# Document section start

In [1]:
#Load necessary libraries
import numpy as np
import matplotlib.pyplot as plt
from scipy.io.wavfile import read, write
from numpy.fft import fft, ifft
from IPython.display import Audio
from scipy import signal
from ipykernel import kernelapp as app

In [2]:
FRAME_SIZE = 1024

In [3]:
# Calculate the number of frames and define the arrays to hold correlations
# for the spectrums of signals and noise
numFrames = 234
crowd_filter = np.zeros(FRAME_SIZE)
ss = np.zeros((570 ,FRAME_SIZE))
nn = np.zeros((570 ,FRAME_SIZE))

In [4]:
# An algorithm to detect whether a frame is voiced or not
def voice_decider(frame):
    isVoiced = 0
    energy = 0
    
    for i in range(len(frame)):
        energy = energy + frame[i]*frame[i]

    if(energy>70000000):
        isVoiced = 1
        
    return isVoiced

In [5]:
total = 0 #Counter for voiced frame

# Use 5 pairs of clean signals and noise to train filters for
# helicopter noise
for i in range(5):
    Fs, speech = read('Ky-'+str(i+1)+'.wav')
    Fs1, noise = read('Heli-'+str(i+1)+'.wav')
    
    for j in range(numFrames):
        # Get data from clean signals
        speech_data = speech[j*FRAME_SIZE : (j+1)*FRAME_SIZE]
    
        # We don't involve unvoiced frames into training
        if(voice_decider(speech_data.astype(float)) == 0):
            continue
        
        # Get data from noise
        noise_data = noise[j*FRAME_SIZE : (j+1)*FRAME_SIZE]
        
        # Normalize clean speech signals
        speech_average = np.mean(speech_data)
        speech_std = np.std(speech_data)
        speech_data = (speech_data - speech_average)/speech_std
        
        # Normalize noise signals
        noise_average = np.mean(noise_data)
        noise_std = np.std(noise_data)

# Document section end
# Data segment start

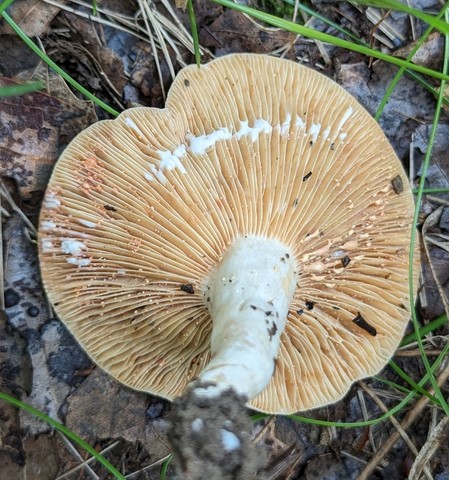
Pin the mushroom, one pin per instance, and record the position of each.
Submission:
(250, 236)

# Data segment end

Required task 1:
Answer these questions about the helicopter-noise filter notebook:
(a) What value is FRAME_SIZE set to?
(b) What energy must a frame exceed for voice_decider to mark it as voiced?
(c) How many pairs of clean signals and noise are used to train the filters?
Required task 2: Pick up the helicopter-noise filter notebook after its last line and write the code that follows.

Task result 1:
(a) 1024
(b) 70000000
(c) 5

Task result 2:
        noise_data = (noise_data - noise_average)/noise_std
        
        # Calculate the power spectrums of clean signals and noise
        speech_spectrum = np.fft.fft(speech_data)
        noise_spectrum = np.fft.fft(noise_data)
        
        # Record relevant information about clean signals and noise
        speech_spectrum = np.abs(speech_spectrum)
        speech_spectrum = np.power(speech_spectrum, 2)
        ss[total, :] = speech_spectrum
        
        noise_spectrum = np.abs(noise_spectrum)
        noise_spectrum = np.power(noise_spectrum, 2)
        nn[total, :] = noise_spectrum
            
        total = total+1    
            

In [6]:
# Calculate the trained filter
for i in range(FRAME_SIZE):
    s = np.mean(ss[:, i])
    n = np.mean(nn[:, i])
    
    crowd_filter[i] = ((s) / (s+n))**2

In [7]:
# Testing trained helicopter filter on contaminated
# signal by helicopter noise
Fs, data = read('Helicopter-ky1.wav')
numFrames = int(len(data) / FRAME_SIZE)
output_crowd = np.zeros(len(data))
window_num = 0
noise_spectrum = np.zeros(FRAME_SIZE)

In [8]:
# Apply the trained filter
for i in range(numFrames):
    frame = data[i * FRAME_SIZE : ((i+1) * FRAME_SIZE)]
    
    DFT = np.fft.fft(frame)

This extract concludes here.